Short task » Reproduce the records below word for word, leaving out the pictures.

Information given »

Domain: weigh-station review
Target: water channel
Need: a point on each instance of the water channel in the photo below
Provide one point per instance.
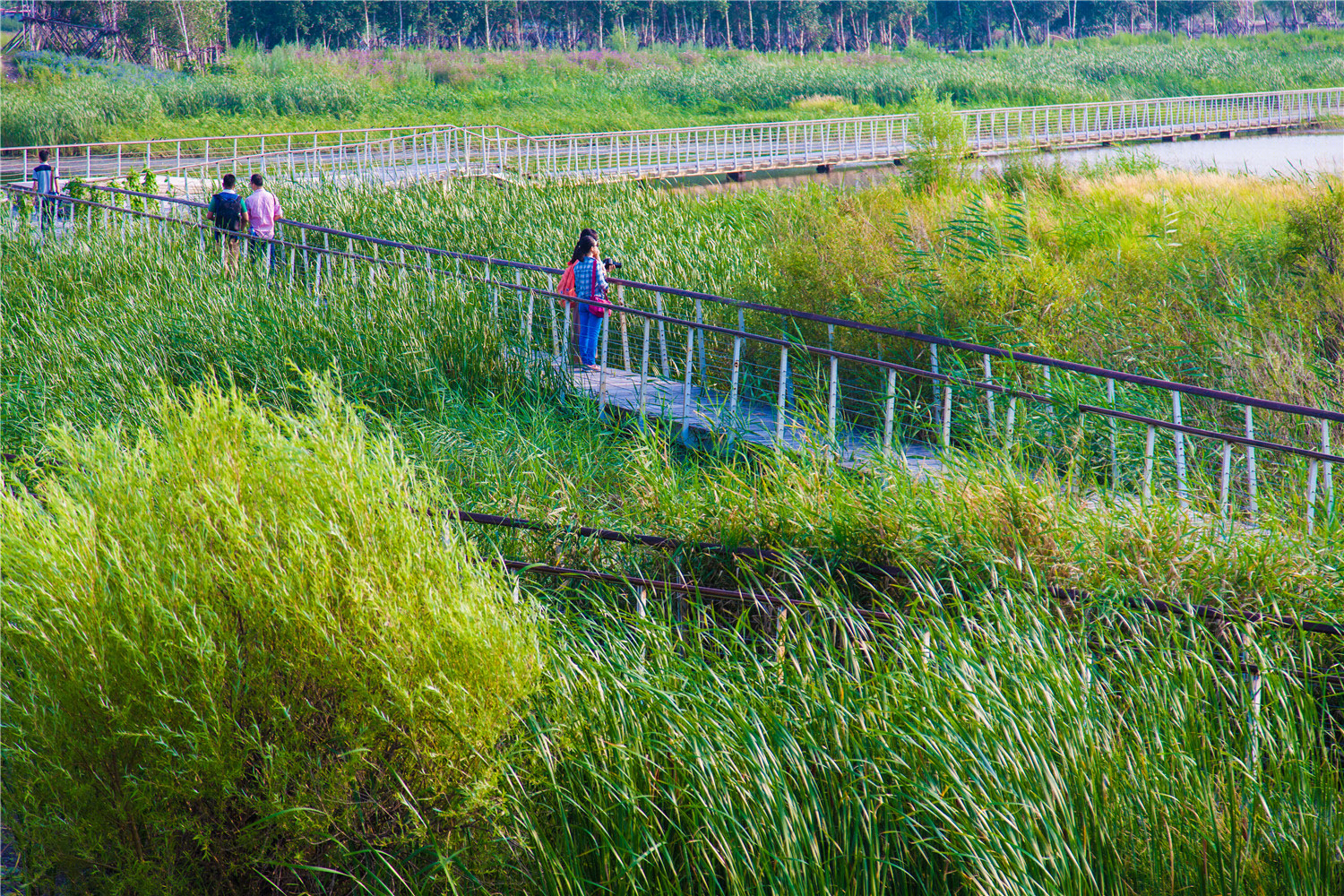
(1292, 155)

Answer to the problem »
Domain: weigh-station review
Target: water channel
Need: a point on each instance of the water channel in the photo below
Provide one point per instance.
(1292, 155)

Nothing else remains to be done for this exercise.